Region pointing data:

☆ ☆ ☆ ☆ ☆

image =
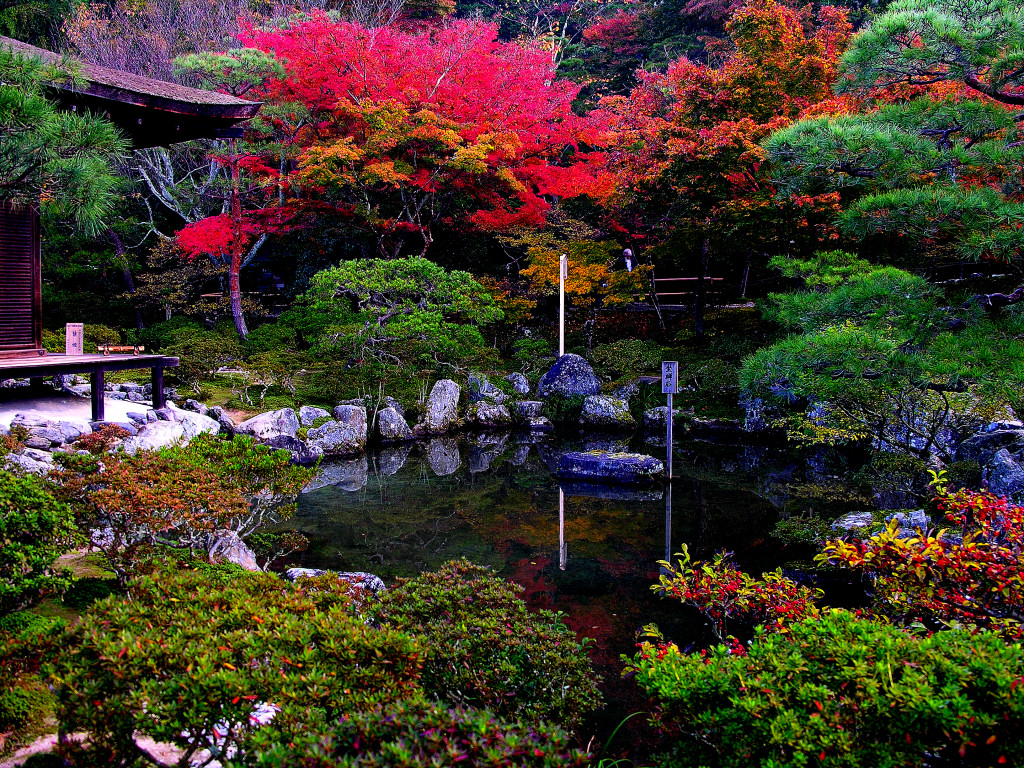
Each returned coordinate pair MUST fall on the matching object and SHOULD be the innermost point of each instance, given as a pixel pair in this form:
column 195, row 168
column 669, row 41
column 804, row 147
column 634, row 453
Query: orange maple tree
column 687, row 158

☆ ☆ ☆ ☆ ☆

Without including any pictures, reproduce the data exactly.

TASK SOLUTION
image =
Each returned coordinate pair MUST fall on the matching object and SHOULD be the innermost point of each instance, given as a pixel pair in this form:
column 195, row 168
column 669, row 41
column 804, row 147
column 634, row 453
Query: orange maple tree
column 687, row 158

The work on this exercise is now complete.